Rewrite the data below, changing each "one dot per instance" to "one point per object" and keeping everything else the same.

=== Input ===

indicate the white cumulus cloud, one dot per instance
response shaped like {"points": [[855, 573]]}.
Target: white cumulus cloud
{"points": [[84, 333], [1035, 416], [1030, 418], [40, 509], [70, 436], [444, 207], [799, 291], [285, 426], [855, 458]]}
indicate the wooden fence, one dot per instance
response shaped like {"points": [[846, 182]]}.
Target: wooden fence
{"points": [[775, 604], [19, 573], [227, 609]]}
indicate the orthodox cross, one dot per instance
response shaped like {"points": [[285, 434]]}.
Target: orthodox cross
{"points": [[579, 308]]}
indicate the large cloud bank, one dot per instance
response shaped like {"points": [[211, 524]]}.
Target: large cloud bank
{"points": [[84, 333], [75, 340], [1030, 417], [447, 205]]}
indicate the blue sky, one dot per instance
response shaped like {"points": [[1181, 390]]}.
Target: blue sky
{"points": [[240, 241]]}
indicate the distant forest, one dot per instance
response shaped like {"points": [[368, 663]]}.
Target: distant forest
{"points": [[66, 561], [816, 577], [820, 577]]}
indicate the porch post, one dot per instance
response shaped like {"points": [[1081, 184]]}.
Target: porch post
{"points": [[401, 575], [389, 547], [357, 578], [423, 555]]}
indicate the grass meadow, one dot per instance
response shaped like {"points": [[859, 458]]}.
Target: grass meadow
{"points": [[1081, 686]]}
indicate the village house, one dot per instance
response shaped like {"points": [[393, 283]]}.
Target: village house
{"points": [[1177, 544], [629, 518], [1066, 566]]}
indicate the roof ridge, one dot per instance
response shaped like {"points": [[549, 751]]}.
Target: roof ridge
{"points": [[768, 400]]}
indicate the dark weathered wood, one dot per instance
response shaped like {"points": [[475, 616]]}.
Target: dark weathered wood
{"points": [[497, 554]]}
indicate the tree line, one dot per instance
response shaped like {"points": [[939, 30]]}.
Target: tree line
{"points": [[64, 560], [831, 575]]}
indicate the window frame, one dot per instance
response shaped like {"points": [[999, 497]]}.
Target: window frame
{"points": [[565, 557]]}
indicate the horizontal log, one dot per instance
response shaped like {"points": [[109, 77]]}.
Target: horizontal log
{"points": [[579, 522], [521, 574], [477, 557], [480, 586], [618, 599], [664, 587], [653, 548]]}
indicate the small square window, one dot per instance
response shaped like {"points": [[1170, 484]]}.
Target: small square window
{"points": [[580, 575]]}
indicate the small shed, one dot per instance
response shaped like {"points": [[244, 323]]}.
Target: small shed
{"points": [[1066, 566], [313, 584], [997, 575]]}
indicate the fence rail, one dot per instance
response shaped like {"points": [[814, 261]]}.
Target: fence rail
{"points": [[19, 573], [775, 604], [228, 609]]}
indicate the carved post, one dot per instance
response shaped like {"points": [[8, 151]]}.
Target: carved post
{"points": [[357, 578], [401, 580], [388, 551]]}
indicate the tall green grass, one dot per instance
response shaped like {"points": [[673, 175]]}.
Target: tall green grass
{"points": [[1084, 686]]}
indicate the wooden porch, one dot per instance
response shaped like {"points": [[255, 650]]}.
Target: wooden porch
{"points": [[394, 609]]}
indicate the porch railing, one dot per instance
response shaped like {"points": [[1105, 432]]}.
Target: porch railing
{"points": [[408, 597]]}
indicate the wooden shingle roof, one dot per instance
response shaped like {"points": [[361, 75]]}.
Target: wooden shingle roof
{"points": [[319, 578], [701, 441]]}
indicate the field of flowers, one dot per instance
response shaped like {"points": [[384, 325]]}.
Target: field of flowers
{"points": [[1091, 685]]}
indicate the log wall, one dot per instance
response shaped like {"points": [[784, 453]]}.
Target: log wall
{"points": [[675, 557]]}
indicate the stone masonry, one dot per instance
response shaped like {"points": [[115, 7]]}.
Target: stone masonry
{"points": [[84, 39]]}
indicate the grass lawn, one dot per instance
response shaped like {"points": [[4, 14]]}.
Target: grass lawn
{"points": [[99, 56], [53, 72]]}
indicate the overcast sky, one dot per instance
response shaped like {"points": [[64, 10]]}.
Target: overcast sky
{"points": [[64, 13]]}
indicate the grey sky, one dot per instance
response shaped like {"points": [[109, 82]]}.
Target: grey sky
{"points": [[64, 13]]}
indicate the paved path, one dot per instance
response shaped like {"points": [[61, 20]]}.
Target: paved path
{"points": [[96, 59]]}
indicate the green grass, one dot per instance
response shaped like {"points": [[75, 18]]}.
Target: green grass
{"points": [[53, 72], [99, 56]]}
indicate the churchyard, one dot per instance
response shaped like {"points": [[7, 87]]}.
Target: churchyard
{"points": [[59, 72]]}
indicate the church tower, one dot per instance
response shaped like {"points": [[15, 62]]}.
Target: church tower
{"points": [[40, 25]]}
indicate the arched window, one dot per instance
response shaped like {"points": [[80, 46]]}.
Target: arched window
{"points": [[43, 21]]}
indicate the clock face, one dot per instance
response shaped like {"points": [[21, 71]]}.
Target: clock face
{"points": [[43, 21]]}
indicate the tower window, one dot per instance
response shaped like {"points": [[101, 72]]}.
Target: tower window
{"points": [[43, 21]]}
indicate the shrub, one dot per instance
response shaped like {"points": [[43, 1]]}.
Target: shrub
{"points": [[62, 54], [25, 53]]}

===

Task solution =>
indicate the white cumulus cloud, one point per object
response shaped like {"points": [[855, 573]]}.
Target: white cumulus cloud
{"points": [[84, 333], [1035, 416], [1030, 418], [40, 509], [70, 436], [444, 207], [799, 291], [285, 426], [855, 458]]}
indicate the wooden fence, one point per object
response shaped like {"points": [[846, 182]]}.
Target: wooden fence
{"points": [[775, 604], [19, 573], [227, 609]]}
indicate the orthodox cross, one point per object
response shaped like {"points": [[285, 434]]}.
Target: orthodox cross
{"points": [[579, 308]]}
indicate the large cloud bank, one point per object
response shaped like {"points": [[211, 524]]}.
Target: large cloud bank
{"points": [[84, 333], [75, 340], [1030, 417], [447, 205]]}
indicate the blue sky, one point per object
response shaped like {"points": [[1181, 390]]}.
Target: blue sky
{"points": [[240, 241]]}
indicate the distant forest, one point per object
response shaped like {"points": [[368, 663]]}.
Target: distant forest
{"points": [[66, 561], [816, 577], [820, 577]]}
indicate the porch post, one point per object
response shaped like {"points": [[1081, 184]]}.
Target: porch post
{"points": [[401, 575], [389, 547], [357, 578], [423, 555]]}
indicate the grass meadow, one point per object
response shaped like {"points": [[859, 458]]}.
Target: grass meadow
{"points": [[1081, 686]]}
indicate the village house, one point per object
response shaped like {"points": [[393, 283]]}.
Target: village house
{"points": [[1177, 544], [629, 518], [1066, 566]]}
indicate the roof ridge, one point per object
response shaped like {"points": [[549, 751]]}.
Target: roof ridge
{"points": [[768, 400]]}
indicate the dark weathered wood, one point per object
response shaped like {"points": [[475, 616]]}.
Target: dark weathered wood
{"points": [[497, 554]]}
indicate the tree line, one point per object
response shaped like {"points": [[939, 30]]}.
Target: tree line
{"points": [[64, 560], [831, 575]]}
indicate the window frame, one point per object
response shaped like {"points": [[999, 497]]}.
Target: window frame
{"points": [[565, 557]]}
indicate the horizontal log, one point per object
response shaped like {"points": [[109, 77]]}.
Target: horizontal log
{"points": [[579, 522], [521, 574], [477, 557], [480, 586], [618, 599], [664, 587], [653, 548]]}
indicate the small square window, one point per object
response shaped like {"points": [[1170, 484]]}.
Target: small square window
{"points": [[580, 575]]}
indicate the small shed, one point per object
response shaped like {"points": [[244, 323]]}.
Target: small shed
{"points": [[1066, 566], [313, 584], [997, 575]]}
indicate the fence rail, one point per object
response shaped like {"points": [[814, 261]]}.
Target: fence rail
{"points": [[19, 573], [775, 604], [228, 609]]}
indicate the carved post, one point per object
response shaped like {"points": [[8, 151]]}.
Target: carved post
{"points": [[357, 578], [401, 580], [388, 551]]}
indicate the tall green grass, one point per object
response shaped like {"points": [[673, 175]]}.
Target: tall green grass
{"points": [[1084, 686]]}
indicate the wooden porch, one point per object
response shaped like {"points": [[255, 650]]}.
Target: wooden porch
{"points": [[394, 609]]}
indicate the porch railing, one point per object
response shaped like {"points": [[1105, 432]]}.
Target: porch railing
{"points": [[408, 597]]}
indicate the wooden shingle roof, one point per object
response shaped like {"points": [[361, 75]]}.
Target: wooden shingle roof
{"points": [[319, 578], [701, 441]]}
indicate the field of flowers, one point per object
response shaped like {"points": [[384, 325]]}.
Target: field of flowers
{"points": [[1091, 685]]}
indicate the log wall, one point per object
response shaped like {"points": [[784, 453]]}.
Target: log wall
{"points": [[675, 557]]}
indicate the stone masonry, one point per object
response shaped like {"points": [[115, 7]]}.
Target: stone masonry
{"points": [[84, 39]]}
indicate the grass lawn, one point per object
response shaped like {"points": [[4, 14]]}.
Target: grass lawn
{"points": [[99, 56], [53, 72]]}
indicate the overcast sky, one point per object
response shaped like {"points": [[64, 10]]}.
Target: overcast sky
{"points": [[64, 13]]}
indicate the grey sky, one point per object
response shaped like {"points": [[109, 82]]}.
Target: grey sky
{"points": [[64, 13]]}
indicate the paved path, one point per object
response shaped like {"points": [[61, 20]]}.
Target: paved path
{"points": [[96, 59]]}
indicate the green grass, one point per object
response shaped like {"points": [[75, 18]]}.
Target: green grass
{"points": [[53, 72], [99, 56]]}
indicate the churchyard, one point per object
response shaped like {"points": [[7, 87]]}.
Target: churchyard
{"points": [[59, 72]]}
indicate the church tower, one point per object
response shaped like {"points": [[15, 62]]}.
Target: church tower
{"points": [[40, 25]]}
indicate the arched window, one point per object
response shaped like {"points": [[80, 46]]}.
Target: arched window
{"points": [[43, 21]]}
indicate the clock face, one point per object
response shaped like {"points": [[21, 71]]}.
Target: clock face
{"points": [[43, 21]]}
indicate the tower window, one point per object
response shaped like {"points": [[101, 72]]}.
Target: tower window
{"points": [[43, 21]]}
indicate the shrub, one point per object
response shaped like {"points": [[43, 1]]}.
Target: shrub
{"points": [[62, 54], [25, 53]]}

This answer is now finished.